__Attività 1__:
Rispondi a queste domande sull'articolo sul Burundi, una per riga.
(a) Da quale mese si susseguono le proteste di una parte della popolazione?
(b) Contro che cosa protesta quella parte della popolazione?
(c) Che cosa significa "Mutoyi" in kirundi?
__Attività 2__:
Prosegui l'articolo sul Burundi partendo subito dopo l'ultima frase riportata.

__Brano estratto__:
....

Esperienze dal Burundi: forti, "totali" ma interrotte

2 Dicembre 2015 - Le notizie che arrivano dal Burundi sono ancora drammatiche. Dal mese di aprile si susseguono proteste di una parte della popolazione contro la rielezione per la terza volta consecutiva del Presidente Pierre Nkurunziza, in processi elettorali macchiati dal dubbio di brogli. In questo periodo vi è stato un crescendo di violenze, e si teme che il Paese precipiti nuovamente in una spirale di guerra civile, che renderebbe nuovamente instabile tutta la regione dei grandi laghi.

Proprio in questi giorni tra l’altro, quasi a riattizzare cicatrici ancora aperte, alcuni documenti de-secretati segnalano forti sottovalutazioni se non complicità di alti ufficiali di stanza in Ruanda, nel genocidio avvenuto in quel Paese a metà degli anni Novanta de secolo scorso.

Recentemente, una coppia di giovani bresciani di V.I.S.P.E., un’associazione di cooperazione che appoggia una missione nel nord del Paese, ha vissuto un’esperienza di volontariato proprio in Burundi. Ci hanno scritto uno struggente ricordo di quel periodo di cui citiamo alcuni brani: “La missione si trova ai piedi della collina di Mutoyi, che in kirundi significa “piccolo”, e quindi i missionari l’hanno soprannominata negli anni “piccolo buco”; si immerge completamente nella natura delle alte colline burundesi, ricche di anarchica e naturale vegetazione, stupenda coi suoi eucalipti alti come grattaceli; a Mutoyi è proprio come stare in un buco, le cui pareti sono fatte di terra rossa, tronchi e chiome. Uscendo di casa, fuori dal cancelletto prendevamo subito a destra, subito su per la ripida collina, col naso per terra, insieme alla lingua. Sali, sali e sali ancora per quasi un’ora, che sotto il cocente sole africano sembra un’eternità. Mentre sali le pareti di quel buco sembra non finiscano mai. Sempre terra e tronchi e chiome e sassi. Ad un certo punto, però, senti un leggera brezza che ti accarezza la schiena, come una dolce mano che ti chiama, esci alla luce della verde erba e ti volti: di fronte a te l’infinito, colline verdi, rigogliose, generose, che immobili danzano davanti ai tuoi occhi come un oceano, fino all’orizzonte ed oltre. Sopra di loro solo qualche nuvola ed il cielo, ti sembra di essere sul tetto del mondo.”

....

__Elenco fornito__:
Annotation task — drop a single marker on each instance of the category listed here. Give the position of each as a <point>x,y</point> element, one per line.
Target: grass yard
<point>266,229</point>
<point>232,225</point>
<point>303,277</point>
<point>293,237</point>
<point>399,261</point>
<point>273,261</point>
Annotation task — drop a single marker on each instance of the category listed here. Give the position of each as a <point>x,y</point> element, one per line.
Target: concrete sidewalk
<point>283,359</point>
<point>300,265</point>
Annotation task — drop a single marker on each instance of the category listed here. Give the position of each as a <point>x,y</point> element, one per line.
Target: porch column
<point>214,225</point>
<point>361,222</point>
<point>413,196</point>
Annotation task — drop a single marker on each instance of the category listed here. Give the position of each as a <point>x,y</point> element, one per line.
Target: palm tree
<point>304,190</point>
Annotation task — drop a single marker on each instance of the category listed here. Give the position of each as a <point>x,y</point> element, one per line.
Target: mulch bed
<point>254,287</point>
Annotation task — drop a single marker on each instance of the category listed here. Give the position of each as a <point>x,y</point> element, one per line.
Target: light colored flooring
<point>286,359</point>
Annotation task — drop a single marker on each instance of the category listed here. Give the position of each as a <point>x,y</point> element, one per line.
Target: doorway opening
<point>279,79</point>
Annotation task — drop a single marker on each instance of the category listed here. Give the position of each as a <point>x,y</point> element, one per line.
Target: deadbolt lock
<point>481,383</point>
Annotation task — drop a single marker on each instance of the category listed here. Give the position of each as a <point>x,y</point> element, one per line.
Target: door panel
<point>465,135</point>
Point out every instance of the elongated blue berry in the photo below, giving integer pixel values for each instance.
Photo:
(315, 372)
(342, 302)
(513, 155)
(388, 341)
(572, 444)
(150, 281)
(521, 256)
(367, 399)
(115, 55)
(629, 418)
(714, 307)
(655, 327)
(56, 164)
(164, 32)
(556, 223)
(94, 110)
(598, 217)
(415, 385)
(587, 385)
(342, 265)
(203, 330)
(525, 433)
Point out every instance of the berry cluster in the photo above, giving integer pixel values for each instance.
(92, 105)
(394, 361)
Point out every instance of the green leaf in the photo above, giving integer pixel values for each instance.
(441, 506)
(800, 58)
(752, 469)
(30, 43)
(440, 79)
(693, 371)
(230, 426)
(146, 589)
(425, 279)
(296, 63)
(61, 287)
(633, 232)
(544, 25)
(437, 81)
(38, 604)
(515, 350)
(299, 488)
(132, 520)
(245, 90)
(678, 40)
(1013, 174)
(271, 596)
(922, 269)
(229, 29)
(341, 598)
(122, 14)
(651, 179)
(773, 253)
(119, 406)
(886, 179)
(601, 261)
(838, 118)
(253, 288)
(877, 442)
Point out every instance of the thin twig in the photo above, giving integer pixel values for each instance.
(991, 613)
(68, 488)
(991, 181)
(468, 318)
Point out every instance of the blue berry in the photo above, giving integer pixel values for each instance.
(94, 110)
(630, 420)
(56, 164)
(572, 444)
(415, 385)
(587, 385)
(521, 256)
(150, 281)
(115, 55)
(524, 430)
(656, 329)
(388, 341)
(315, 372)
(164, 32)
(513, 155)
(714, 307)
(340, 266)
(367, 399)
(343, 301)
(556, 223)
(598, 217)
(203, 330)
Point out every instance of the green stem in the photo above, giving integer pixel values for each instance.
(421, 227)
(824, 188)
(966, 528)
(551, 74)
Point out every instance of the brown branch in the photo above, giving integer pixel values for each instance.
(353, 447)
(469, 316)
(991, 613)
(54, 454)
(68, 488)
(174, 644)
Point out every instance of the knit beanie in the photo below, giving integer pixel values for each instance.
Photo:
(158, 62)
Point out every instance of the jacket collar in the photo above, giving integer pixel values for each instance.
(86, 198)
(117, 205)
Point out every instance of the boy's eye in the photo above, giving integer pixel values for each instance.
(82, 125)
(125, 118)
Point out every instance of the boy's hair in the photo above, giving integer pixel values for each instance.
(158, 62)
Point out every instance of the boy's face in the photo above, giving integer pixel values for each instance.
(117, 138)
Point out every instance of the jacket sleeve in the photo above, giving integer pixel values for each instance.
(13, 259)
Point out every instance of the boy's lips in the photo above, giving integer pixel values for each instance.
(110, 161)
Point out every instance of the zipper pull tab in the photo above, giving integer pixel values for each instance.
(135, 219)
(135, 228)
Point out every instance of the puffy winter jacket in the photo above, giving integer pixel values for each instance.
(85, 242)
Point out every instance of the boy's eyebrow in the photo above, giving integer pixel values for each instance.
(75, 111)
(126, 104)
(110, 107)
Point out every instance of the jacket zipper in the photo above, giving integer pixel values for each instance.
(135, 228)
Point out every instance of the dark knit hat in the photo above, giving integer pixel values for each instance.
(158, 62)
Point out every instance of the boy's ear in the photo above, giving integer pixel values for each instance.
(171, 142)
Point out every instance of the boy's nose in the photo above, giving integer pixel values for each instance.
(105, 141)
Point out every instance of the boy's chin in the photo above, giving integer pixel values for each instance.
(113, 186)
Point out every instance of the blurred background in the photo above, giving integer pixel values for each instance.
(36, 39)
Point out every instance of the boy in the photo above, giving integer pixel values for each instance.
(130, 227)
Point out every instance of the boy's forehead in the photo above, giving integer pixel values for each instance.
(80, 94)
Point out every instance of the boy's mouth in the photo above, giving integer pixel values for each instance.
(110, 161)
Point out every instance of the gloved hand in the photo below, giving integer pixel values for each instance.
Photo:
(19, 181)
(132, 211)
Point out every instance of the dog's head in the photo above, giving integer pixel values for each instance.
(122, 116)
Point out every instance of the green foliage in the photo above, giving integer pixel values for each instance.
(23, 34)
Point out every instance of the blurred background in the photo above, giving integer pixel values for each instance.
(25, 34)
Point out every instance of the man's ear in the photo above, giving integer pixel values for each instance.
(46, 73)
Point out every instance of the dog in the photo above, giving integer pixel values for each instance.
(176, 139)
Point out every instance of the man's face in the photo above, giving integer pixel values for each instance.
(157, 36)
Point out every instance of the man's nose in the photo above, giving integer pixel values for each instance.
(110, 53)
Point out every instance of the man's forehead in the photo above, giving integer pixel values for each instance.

....

__Risposta 1__:
(a) Dal mese di aprile.
(b) Contro la rielezione per la terza volta consecutiva del Presidente Pierre Nkurunziza.
(c) Significa "piccolo".

__Risposta 2__:
Stefano e Jessica hanno lavorato nell’ospedale di Mutoyi (“uno dei luoghi più poveri di uno degli stati più poveri al mondo”, come scrivono) e  nella vicina scuola superiore, ma anche -soprattutto Jennifer- in una struttura di accoglienza per bambini dimessi dal reparto pediatrico  dell’ospedale, o orfani. E poi, ogni due settimane nel dispensario della vicina missione di Bugenyuzi, offrendo consulenze fisioterapiche. Un’esperienza forte e ‘totale’.

Ma come scrivono: “Dopo qualche mese, la nostra esperienza è stata interrotta a causa dell’acuirsi delle tensioni politiche e sociali nel Paese, che in parte affondano ancora le loro radici nella troppo recente storia di conflitto fra le due principali etnie locali, Tutsi e Hutu, di cui abbiamo molto sentito parlare a proposito della concomitante guerra civile che ha coinvolto negli anni ‘90 anche il Ruanda”.